Problem statement: Format every line from the start of the rows through the line containing "(1038, 319)", both included, as a Markdown table with a "No." column giving each line's number and a "Text" column giving the line. Leave out blank lines.

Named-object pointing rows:
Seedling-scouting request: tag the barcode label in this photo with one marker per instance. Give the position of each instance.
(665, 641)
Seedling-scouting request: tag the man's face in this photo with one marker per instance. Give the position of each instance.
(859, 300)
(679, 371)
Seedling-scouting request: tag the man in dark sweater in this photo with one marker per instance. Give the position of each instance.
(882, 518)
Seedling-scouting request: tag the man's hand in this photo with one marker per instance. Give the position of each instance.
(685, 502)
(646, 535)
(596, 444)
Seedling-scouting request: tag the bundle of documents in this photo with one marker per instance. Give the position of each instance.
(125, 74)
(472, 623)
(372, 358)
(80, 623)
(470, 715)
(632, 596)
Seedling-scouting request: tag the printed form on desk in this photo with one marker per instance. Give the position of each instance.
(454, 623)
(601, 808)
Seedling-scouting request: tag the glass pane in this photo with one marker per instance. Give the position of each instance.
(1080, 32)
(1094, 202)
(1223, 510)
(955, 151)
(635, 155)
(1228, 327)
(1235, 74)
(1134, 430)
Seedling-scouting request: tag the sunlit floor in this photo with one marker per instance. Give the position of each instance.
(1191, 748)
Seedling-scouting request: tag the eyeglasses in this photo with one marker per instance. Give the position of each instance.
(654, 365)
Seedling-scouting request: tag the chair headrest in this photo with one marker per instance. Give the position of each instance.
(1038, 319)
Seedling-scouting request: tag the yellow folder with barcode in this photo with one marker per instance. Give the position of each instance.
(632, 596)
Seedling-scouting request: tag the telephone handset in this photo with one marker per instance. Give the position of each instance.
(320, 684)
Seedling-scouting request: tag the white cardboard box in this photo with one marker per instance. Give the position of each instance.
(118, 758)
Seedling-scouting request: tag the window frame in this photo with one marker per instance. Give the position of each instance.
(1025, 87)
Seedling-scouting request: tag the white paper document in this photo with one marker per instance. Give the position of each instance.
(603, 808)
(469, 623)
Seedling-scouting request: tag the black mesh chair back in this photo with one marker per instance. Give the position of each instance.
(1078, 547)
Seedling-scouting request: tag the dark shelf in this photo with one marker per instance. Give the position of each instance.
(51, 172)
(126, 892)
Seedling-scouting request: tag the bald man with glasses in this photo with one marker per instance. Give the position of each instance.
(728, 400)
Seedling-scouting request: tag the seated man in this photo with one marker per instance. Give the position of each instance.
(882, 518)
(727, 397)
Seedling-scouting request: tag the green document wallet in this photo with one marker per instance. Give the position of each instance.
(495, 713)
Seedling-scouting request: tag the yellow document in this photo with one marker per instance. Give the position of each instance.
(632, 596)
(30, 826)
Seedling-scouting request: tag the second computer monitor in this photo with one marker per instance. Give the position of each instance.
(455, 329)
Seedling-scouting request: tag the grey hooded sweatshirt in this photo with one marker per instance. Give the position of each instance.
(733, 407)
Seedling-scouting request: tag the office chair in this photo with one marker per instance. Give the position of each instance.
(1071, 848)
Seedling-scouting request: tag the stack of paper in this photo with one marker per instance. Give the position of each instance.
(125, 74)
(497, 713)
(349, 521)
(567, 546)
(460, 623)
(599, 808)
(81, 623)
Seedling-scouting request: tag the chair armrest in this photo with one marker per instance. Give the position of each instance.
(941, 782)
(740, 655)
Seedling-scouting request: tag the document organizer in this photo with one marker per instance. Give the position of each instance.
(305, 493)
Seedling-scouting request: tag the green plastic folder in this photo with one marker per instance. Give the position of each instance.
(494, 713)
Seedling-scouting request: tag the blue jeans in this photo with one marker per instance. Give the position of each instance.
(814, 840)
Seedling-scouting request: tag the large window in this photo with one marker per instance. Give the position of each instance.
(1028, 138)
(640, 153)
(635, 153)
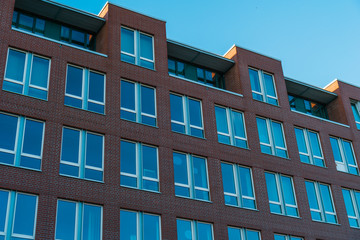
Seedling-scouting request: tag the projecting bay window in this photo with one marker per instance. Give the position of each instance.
(138, 103)
(186, 115)
(263, 86)
(139, 226)
(321, 202)
(238, 186)
(191, 178)
(243, 234)
(21, 141)
(78, 221)
(18, 213)
(139, 164)
(352, 203)
(281, 194)
(344, 155)
(137, 48)
(355, 106)
(27, 74)
(194, 230)
(82, 154)
(272, 138)
(85, 89)
(309, 147)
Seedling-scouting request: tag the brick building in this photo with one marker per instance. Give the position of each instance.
(108, 130)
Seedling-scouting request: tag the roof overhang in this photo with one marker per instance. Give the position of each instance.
(61, 13)
(308, 91)
(198, 57)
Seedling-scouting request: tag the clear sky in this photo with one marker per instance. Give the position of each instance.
(316, 40)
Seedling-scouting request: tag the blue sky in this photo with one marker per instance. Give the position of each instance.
(316, 40)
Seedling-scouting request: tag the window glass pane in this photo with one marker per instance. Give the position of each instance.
(200, 175)
(262, 130)
(65, 220)
(146, 48)
(40, 72)
(128, 95)
(4, 197)
(32, 142)
(221, 120)
(184, 230)
(149, 155)
(180, 168)
(177, 111)
(74, 81)
(128, 157)
(92, 222)
(94, 150)
(96, 86)
(24, 216)
(128, 222)
(8, 128)
(151, 227)
(15, 65)
(147, 100)
(70, 145)
(195, 113)
(204, 231)
(127, 41)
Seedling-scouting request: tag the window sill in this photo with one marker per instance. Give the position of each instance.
(203, 84)
(59, 42)
(145, 190)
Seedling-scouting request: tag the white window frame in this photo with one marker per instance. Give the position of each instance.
(263, 92)
(281, 195)
(81, 164)
(138, 108)
(186, 115)
(344, 165)
(79, 219)
(190, 177)
(229, 121)
(85, 88)
(27, 75)
(139, 166)
(309, 148)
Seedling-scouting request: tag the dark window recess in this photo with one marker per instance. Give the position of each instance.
(195, 73)
(54, 30)
(307, 106)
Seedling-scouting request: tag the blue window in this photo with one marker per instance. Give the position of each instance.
(21, 141)
(263, 86)
(286, 237)
(191, 179)
(309, 147)
(137, 48)
(139, 226)
(27, 74)
(139, 166)
(193, 230)
(85, 89)
(78, 221)
(238, 186)
(344, 155)
(82, 154)
(352, 203)
(321, 202)
(186, 115)
(17, 215)
(243, 234)
(272, 138)
(230, 127)
(281, 194)
(138, 103)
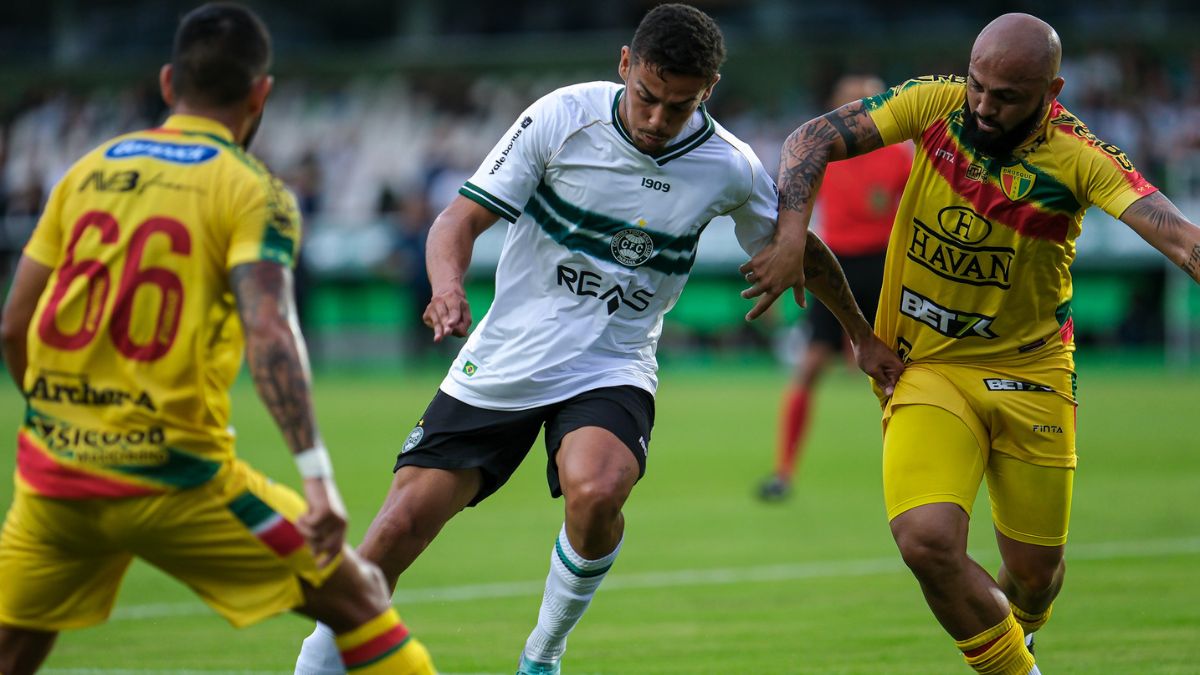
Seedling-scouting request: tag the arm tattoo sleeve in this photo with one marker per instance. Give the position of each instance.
(825, 278)
(807, 151)
(1161, 222)
(274, 350)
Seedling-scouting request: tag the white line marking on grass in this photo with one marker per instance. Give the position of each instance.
(823, 569)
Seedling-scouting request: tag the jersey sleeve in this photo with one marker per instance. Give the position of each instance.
(265, 223)
(903, 112)
(1110, 180)
(754, 219)
(510, 173)
(45, 245)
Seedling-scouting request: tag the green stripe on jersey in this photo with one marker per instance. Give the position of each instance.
(490, 202)
(251, 511)
(181, 470)
(589, 232)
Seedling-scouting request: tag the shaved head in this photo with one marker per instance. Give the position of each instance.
(1012, 81)
(1020, 47)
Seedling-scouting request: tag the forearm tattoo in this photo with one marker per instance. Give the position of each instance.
(1164, 217)
(807, 151)
(823, 275)
(276, 360)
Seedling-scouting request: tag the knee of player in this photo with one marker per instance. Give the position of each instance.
(1036, 575)
(928, 551)
(595, 497)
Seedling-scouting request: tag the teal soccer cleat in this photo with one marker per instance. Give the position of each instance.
(538, 668)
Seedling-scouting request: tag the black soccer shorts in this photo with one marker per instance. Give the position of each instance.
(455, 435)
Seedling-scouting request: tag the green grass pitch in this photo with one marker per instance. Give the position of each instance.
(711, 580)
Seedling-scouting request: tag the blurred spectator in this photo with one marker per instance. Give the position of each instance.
(408, 219)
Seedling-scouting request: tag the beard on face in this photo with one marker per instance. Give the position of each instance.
(1000, 145)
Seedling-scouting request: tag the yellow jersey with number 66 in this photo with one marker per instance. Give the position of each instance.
(136, 339)
(978, 262)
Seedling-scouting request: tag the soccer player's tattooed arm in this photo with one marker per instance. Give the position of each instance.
(279, 363)
(844, 132)
(827, 281)
(275, 351)
(1159, 222)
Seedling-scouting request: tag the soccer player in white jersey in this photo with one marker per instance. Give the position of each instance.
(607, 189)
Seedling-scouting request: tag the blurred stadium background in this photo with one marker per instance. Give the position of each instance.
(382, 108)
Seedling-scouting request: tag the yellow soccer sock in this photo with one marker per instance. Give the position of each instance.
(999, 650)
(383, 646)
(1031, 622)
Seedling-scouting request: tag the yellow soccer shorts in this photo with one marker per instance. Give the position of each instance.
(233, 541)
(947, 426)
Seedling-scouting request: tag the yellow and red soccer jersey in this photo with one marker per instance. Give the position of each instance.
(136, 339)
(978, 262)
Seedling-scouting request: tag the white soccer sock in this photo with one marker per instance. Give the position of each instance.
(570, 585)
(319, 655)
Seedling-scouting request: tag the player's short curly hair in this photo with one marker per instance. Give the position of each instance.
(220, 48)
(679, 39)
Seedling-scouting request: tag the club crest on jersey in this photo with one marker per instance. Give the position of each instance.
(1017, 181)
(631, 248)
(414, 437)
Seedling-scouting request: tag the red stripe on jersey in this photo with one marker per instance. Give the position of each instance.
(1068, 124)
(375, 647)
(282, 537)
(1067, 332)
(987, 198)
(53, 479)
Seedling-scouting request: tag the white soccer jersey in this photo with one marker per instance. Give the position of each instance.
(601, 240)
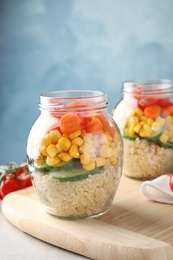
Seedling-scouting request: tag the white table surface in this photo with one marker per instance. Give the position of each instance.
(17, 245)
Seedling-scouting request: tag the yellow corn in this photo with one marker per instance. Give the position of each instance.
(133, 120)
(46, 140)
(150, 121)
(169, 134)
(40, 160)
(53, 161)
(99, 161)
(144, 133)
(64, 143)
(55, 136)
(74, 151)
(163, 138)
(90, 166)
(160, 120)
(87, 147)
(78, 141)
(110, 139)
(144, 118)
(105, 151)
(88, 137)
(43, 150)
(85, 158)
(138, 111)
(137, 128)
(59, 149)
(75, 134)
(51, 150)
(103, 139)
(131, 130)
(64, 156)
(155, 126)
(147, 128)
(96, 142)
(113, 160)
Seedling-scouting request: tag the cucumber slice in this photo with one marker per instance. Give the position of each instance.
(61, 166)
(75, 174)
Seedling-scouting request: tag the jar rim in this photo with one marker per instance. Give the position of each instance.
(60, 99)
(148, 86)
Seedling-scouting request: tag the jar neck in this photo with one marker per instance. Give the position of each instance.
(149, 88)
(73, 100)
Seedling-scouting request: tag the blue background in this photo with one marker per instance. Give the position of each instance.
(75, 44)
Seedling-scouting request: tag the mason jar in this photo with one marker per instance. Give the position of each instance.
(145, 118)
(75, 154)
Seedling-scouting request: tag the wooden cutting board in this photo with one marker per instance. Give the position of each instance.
(134, 228)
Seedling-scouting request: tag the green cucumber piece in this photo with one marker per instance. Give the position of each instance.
(61, 166)
(75, 174)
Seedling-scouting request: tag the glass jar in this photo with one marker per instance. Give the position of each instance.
(145, 119)
(75, 154)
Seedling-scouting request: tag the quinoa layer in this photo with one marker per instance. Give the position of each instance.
(78, 199)
(146, 160)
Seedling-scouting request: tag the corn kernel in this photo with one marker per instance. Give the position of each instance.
(58, 147)
(87, 147)
(55, 136)
(99, 161)
(147, 128)
(109, 137)
(163, 138)
(64, 156)
(39, 160)
(90, 166)
(113, 160)
(144, 133)
(51, 150)
(169, 134)
(64, 143)
(105, 151)
(43, 150)
(85, 158)
(96, 142)
(138, 111)
(160, 120)
(46, 140)
(143, 118)
(155, 126)
(133, 120)
(88, 137)
(150, 121)
(103, 139)
(131, 130)
(75, 134)
(74, 151)
(78, 141)
(137, 128)
(53, 161)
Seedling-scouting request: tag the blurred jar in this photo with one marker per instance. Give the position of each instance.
(145, 118)
(74, 152)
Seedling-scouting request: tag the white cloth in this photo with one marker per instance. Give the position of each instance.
(159, 189)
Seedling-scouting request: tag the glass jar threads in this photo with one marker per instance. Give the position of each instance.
(145, 118)
(75, 154)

Exercise result:
| No. | Text |
|---|---|
| 1 | Seedling-scouting request: tag the barcode label in this photo with one marker per instance. Give the position of each instance. |
| 2 | (665, 641) |
| 3 | Seedling-scouting request: tag the man's face in this photo with one marker per instance. Give the position of each instance. |
| 4 | (859, 300) |
| 5 | (679, 371) |
| 6 | Seedling-scouting request: tag the man in dark sweater in this photo with one marker per instance. Give the position of each instance. |
| 7 | (882, 518) |
| 8 | Seedling-scouting request: tag the man's hand in this photo with one marker per instance. Give the position of each instance. |
| 9 | (685, 502) |
| 10 | (646, 535) |
| 11 | (596, 444) |
| 12 | Seedling-scouting request: tag the bundle of documents in this photo with one marker per instance. Give the position of each instance. |
| 13 | (125, 74) |
| 14 | (472, 623) |
| 15 | (372, 358) |
| 16 | (80, 623) |
| 17 | (470, 715) |
| 18 | (632, 596) |
| 19 | Seedling-scouting request: tag the printed form on desk in this photo with one marker per instance. Give the position of each instance. |
| 20 | (454, 623) |
| 21 | (601, 808) |
| 22 | Seedling-scouting request: tag the glass pane in this photo with one marker per instance. Give the position of each instance. |
| 23 | (1080, 32) |
| 24 | (1094, 202) |
| 25 | (1223, 510) |
| 26 | (955, 151) |
| 27 | (635, 155) |
| 28 | (1228, 327) |
| 29 | (1235, 74) |
| 30 | (1134, 430) |
| 31 | Seedling-scouting request: tag the sunlit floor in this photo with one marker per instance. Give the position of each instance. |
| 32 | (1191, 748) |
| 33 | Seedling-scouting request: tag the eyeglasses in this photo with one marker per instance. Give the position of each instance. |
| 34 | (654, 365) |
| 35 | Seedling-scouting request: tag the chair headrest in this photo with one marker per instance. Give the position of each instance. |
| 36 | (1038, 319) |